## Start Extract provided
On the one hand, meteorological measurements consist of wind speed and direction, ambient temperature, relative humidity, vapor pressure, dew point temperature, and solar components (global, direct, and diffuse). The upper part of Figure 2a shows the weather station that records all meteorological parameters except the DNI and diffuse horizontal irradiance (DHI), which were measured by the pyrheliometer and shaded pyranometer, as shown in Figure 2b. While the global irradiance was measured by the Hukseflux CHF-SR11 class B pyranometer [32], the direct and diffuse components were monitored by the class A actinometers of EKO Instruments, namely MS-57 pyrheliometer and MS-802F pyranometer with a shading ball attached to the STR-22G solar tracker [33]. We quality controlled the solar irradiance measurements following the comparison test of the Baseline Surface Radiation Network (BSRN) [34], which is based on the ideology that the global irradiance equals diffuse plus zenith corrected beam component. Physical limits were also taken into account, such that solar irradiance components cannot have negative values, and when the solar zenith angle (ZA) is more than 93 degrees, the nighttime irradiance should not exceed 20 W/m². As shown in Equation (1), the quality check thresholds are more relaxed, with added tolerance considering sensor calibration errors and thermal offsets such that allowing the GHI to be lower than DHI up to 150 W/m² and higher than DNI + DHI by up to 15% or 150 W/m² due to cloud enhancement effects. Lastly, the closure test checks the physical consistency within the solar irradiance components by permitting up to 8% uncertainty in the measured GHI, and not fulfilling it indicates an erroneous measurement in one or more components. As a result, 77,496 samples were validated out of 87,017 measurement records.

\{\begin{matrix} \begin{matrix} GHI \geq 0, DNI \geq 0, DHI \geq 0 \\ If ZA ° > 93; GHI \leq 20, DHI \leq 20, DNI \leq 20 \\ GHI + 10 \geq DHI \end{matrix} \\ GHI \leq DNI + DHI + \max ((DNI + DHI) \times 0.15, 150) \\ ∣ GHI - (DHI + DNI \times \cos (ZA)) ∣ \leq 0.08 \times GHI \end{matrix}

(1)

Figure 3 shows the validated readings of solar irradiance components after discarding suspicious measurements. That way, uncertainties of the target variables are minimized, which is crucial for the development of the nowcasting model, as well as evaluation. It is noticeable that the DNI readings become close to 0 W/m² on overcast days when the direct irradiance is blocked by very thick clouds; thus, diffuse-dominated irradiance reaches the ground surface, which fulfills the criteria of GHI should be greater than or equal to DHI with some margin.
## End Extract provided
## Start Supplied records
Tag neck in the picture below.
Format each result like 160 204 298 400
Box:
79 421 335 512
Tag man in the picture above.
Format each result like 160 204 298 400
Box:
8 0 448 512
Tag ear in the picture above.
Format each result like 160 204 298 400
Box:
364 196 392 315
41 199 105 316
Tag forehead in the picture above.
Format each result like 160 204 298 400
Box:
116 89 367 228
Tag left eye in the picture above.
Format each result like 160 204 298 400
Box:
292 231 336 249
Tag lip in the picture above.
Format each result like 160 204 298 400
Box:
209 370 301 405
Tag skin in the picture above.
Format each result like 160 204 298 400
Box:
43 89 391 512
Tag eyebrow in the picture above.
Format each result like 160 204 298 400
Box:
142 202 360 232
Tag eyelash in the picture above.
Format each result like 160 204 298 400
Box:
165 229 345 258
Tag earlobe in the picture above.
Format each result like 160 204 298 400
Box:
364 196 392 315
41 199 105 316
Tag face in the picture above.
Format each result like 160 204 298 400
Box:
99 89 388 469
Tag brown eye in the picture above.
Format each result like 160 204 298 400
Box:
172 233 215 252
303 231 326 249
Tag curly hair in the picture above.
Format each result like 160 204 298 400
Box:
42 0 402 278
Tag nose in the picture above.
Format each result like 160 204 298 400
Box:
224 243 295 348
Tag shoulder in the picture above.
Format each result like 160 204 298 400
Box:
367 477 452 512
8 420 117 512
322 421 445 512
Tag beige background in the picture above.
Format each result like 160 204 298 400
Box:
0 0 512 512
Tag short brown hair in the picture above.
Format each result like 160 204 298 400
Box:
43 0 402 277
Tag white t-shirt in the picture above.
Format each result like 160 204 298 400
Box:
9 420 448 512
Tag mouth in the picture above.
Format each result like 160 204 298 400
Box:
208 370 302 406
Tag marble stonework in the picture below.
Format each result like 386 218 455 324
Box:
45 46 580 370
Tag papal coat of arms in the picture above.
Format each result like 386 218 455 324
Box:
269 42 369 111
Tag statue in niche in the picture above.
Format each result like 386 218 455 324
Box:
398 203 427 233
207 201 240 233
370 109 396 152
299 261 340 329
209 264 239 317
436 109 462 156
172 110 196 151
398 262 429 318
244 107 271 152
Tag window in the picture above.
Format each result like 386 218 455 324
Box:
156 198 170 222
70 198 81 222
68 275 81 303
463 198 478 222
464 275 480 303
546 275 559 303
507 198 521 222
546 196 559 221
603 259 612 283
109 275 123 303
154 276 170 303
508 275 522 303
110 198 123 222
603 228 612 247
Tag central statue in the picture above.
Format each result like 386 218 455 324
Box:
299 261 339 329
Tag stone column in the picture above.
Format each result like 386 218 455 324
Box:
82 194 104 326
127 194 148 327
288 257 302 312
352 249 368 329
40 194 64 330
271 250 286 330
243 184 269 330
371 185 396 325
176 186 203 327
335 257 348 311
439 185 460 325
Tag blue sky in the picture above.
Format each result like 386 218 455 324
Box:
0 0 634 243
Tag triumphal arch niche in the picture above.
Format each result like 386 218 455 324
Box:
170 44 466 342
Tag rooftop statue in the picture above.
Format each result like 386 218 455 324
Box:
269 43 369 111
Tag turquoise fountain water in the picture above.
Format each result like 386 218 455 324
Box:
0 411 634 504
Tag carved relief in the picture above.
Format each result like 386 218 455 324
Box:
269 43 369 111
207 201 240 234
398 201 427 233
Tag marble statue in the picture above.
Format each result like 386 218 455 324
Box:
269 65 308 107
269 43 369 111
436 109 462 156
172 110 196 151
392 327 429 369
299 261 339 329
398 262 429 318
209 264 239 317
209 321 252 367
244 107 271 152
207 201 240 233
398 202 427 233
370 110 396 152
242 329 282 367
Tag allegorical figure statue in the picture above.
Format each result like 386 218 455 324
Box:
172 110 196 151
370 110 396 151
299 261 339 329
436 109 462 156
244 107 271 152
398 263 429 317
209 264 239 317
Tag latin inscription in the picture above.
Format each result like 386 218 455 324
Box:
## End Supplied records
## Start Supplied records
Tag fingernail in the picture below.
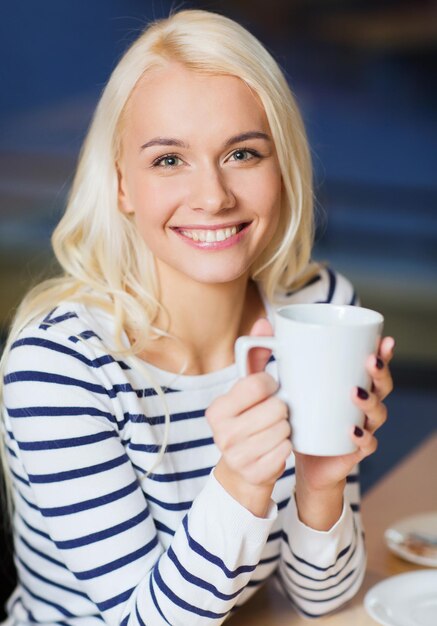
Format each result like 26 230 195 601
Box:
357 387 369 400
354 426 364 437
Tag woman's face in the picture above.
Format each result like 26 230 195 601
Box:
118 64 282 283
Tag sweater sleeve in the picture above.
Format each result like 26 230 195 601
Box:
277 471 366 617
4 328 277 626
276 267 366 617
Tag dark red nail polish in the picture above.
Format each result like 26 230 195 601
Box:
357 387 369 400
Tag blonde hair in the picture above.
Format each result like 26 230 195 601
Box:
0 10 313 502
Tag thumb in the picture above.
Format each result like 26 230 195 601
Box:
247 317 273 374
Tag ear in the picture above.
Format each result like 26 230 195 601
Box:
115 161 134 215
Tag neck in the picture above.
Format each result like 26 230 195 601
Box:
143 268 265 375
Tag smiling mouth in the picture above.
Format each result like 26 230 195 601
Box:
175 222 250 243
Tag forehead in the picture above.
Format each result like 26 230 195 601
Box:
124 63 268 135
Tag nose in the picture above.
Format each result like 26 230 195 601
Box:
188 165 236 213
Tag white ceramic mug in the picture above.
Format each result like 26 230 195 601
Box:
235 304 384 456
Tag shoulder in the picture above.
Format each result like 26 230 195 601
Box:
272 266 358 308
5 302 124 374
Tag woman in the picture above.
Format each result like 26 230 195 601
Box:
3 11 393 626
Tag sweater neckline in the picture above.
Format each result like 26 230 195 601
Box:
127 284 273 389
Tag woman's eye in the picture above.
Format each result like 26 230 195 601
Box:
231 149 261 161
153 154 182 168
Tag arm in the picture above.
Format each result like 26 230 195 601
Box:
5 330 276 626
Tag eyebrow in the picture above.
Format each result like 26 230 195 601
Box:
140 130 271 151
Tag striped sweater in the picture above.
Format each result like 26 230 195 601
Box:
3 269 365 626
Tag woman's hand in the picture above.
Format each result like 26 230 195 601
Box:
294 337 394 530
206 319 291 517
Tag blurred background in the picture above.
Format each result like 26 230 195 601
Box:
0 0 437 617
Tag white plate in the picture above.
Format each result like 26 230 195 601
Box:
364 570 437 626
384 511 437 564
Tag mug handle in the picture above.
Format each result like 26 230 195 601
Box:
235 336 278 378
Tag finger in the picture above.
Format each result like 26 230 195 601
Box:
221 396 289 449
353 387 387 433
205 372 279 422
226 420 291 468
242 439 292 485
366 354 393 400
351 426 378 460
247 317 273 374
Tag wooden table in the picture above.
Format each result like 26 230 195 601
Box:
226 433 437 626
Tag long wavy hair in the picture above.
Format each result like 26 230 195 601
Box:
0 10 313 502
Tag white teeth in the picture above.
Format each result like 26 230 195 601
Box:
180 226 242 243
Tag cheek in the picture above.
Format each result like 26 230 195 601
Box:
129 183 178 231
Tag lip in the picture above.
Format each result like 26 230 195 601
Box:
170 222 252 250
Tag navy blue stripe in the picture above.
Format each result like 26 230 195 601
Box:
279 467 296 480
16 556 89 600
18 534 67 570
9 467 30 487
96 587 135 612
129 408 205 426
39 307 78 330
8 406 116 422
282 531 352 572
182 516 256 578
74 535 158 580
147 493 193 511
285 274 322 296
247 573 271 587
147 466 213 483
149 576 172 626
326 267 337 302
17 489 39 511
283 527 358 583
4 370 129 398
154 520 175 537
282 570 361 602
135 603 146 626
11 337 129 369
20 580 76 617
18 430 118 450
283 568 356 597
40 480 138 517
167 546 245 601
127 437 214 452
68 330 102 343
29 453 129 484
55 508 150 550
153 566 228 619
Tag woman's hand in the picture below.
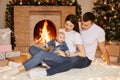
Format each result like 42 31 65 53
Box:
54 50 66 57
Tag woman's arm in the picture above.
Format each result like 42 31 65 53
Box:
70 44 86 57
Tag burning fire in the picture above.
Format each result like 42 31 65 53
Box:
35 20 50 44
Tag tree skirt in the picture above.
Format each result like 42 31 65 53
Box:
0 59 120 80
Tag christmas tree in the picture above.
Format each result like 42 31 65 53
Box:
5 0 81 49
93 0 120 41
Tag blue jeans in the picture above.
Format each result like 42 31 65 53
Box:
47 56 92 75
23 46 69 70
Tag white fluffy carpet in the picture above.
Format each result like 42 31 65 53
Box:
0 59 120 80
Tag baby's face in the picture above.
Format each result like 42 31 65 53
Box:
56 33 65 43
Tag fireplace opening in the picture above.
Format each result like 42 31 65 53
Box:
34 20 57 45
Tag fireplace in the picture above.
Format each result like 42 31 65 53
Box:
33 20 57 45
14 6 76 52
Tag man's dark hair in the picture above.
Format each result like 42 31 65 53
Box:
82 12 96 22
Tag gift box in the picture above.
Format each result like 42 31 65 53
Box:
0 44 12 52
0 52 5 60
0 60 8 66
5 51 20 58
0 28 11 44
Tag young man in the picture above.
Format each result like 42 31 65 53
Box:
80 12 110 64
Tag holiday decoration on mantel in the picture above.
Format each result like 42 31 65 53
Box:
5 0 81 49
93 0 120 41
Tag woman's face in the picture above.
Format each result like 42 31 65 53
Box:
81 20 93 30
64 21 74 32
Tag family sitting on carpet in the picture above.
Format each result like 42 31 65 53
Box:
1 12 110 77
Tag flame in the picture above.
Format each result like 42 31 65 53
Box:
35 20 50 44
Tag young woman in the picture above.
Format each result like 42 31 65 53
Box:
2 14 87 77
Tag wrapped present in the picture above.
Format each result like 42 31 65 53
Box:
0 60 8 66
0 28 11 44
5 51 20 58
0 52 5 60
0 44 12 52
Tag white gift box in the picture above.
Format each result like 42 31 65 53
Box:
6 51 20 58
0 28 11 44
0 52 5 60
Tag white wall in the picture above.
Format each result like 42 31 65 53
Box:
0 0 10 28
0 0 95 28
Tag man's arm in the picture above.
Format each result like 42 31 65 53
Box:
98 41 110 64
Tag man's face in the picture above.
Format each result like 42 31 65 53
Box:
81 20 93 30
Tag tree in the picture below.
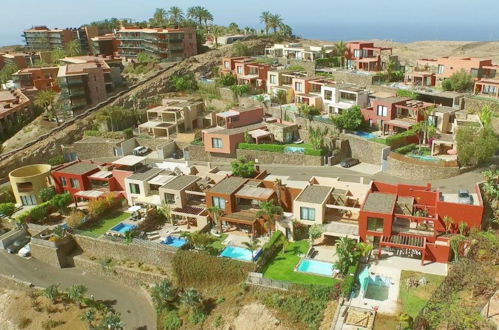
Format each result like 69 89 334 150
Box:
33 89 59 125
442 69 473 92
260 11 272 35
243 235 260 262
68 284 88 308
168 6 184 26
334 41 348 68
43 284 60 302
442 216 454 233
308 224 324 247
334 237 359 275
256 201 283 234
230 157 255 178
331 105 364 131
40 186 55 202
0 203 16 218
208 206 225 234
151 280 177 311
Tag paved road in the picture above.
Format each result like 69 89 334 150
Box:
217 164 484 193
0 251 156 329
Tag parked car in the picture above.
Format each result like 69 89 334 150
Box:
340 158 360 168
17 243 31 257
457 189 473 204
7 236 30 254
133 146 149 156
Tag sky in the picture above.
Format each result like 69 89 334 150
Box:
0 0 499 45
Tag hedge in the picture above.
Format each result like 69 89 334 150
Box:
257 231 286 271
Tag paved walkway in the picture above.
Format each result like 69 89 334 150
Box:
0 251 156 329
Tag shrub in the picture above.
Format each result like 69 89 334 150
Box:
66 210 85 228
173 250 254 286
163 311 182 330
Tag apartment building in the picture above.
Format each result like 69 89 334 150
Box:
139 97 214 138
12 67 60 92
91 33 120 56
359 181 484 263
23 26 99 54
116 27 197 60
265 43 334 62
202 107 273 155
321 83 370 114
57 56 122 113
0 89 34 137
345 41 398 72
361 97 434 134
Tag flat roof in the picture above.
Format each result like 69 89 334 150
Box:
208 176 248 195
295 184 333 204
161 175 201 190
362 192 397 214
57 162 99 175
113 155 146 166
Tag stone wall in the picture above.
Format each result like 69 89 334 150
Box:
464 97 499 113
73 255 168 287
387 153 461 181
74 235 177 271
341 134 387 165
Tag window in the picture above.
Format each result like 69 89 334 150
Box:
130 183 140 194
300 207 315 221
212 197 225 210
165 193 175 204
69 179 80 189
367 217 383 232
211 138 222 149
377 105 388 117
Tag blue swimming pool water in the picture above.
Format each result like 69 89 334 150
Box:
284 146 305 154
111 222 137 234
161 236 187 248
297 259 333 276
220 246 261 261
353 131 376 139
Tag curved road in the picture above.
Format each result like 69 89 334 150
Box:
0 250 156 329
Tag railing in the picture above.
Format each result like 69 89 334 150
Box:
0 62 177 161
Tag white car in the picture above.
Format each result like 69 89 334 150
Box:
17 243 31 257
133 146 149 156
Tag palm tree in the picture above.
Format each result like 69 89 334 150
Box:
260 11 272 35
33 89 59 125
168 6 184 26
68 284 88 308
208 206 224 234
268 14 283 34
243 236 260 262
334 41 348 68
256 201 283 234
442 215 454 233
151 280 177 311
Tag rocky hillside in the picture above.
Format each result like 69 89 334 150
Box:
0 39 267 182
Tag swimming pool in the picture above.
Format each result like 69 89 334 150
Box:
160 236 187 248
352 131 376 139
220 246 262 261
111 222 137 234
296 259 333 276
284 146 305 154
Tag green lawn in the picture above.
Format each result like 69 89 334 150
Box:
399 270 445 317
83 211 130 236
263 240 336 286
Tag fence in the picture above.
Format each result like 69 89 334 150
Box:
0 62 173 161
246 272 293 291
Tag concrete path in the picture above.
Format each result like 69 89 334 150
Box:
## End Supplied records
- _Brief_: Carry on the passage on solar irradiance measurements from its last sentence. The records have no connection to the passage on solar irradiance measurements.

- _Answer to the problem_:
Figure 4 shows the distribution of meteorological parameters that are regarded as explanatory variables for the solar irradiance nowcasting. Furthermore, Figure 5 shows the correlation matrix between these input features and target outputs. Whilst the ambient temperature positively correlates with all solar irradiance components, the relative humidity shows a negative correlation. Although the correlation degrees are modest, the GHI component shows a slightly stronger correlation than the DNI and DHI.

2.1.2. ASIs

On the other hand, there are sky images recorded by the Mobotix Q26 hemispheric camera equipped with a fisheye lens of 180° view angle, as shown in the foreground of Figure 2a [35]. The images are provided by the 6MP CMOS sensor in the RGB color space with a resolution of 3072 × 2048. The sky camera is set to not record the images from 21:00 to 3:59 to exclude nighttime. In addition, unfortunately, a two-hour-long measurement from 15:00 to 15: 59 and 17:00 to 17:59 is not recorded due to a setting misconception. Nevertheless, after discarding any missing timestamps, the multimodal data is preprocessed for nowcasting solar irradiance components.

2.2. Data Preprocessing

Since date time, solar position, and clear sky irradiance values are relevant for the current exercise, we derived the hour of the day, minute of the hour, day number, solar zenith and azimuth angles, and clear sky irradiance for global, direct, and diffuse irradiance components, as additional input features. For that purpose, the Python pvlib 0.10.4 library’s default Ineichen clear sky model with climatological turbidity was used [36]. Moreover, Figure 6 shows the sample ASI and preprocessing steps. It is a common practice to remove non-sky objects such as nearby buildings and trees by masking [13,15]. Also, images were cropped to retain the bounding box of the sky horizon only, and then resized to 512 × 512 to speed up further processing. Moreover, it is evident that obtaining useful information from the sun glare area is difficult due to the saturated pixel brightness surrounding the sun. Nonetheless, this study aims to acquire a feature representative of the present atmospheric condition from the ASIs.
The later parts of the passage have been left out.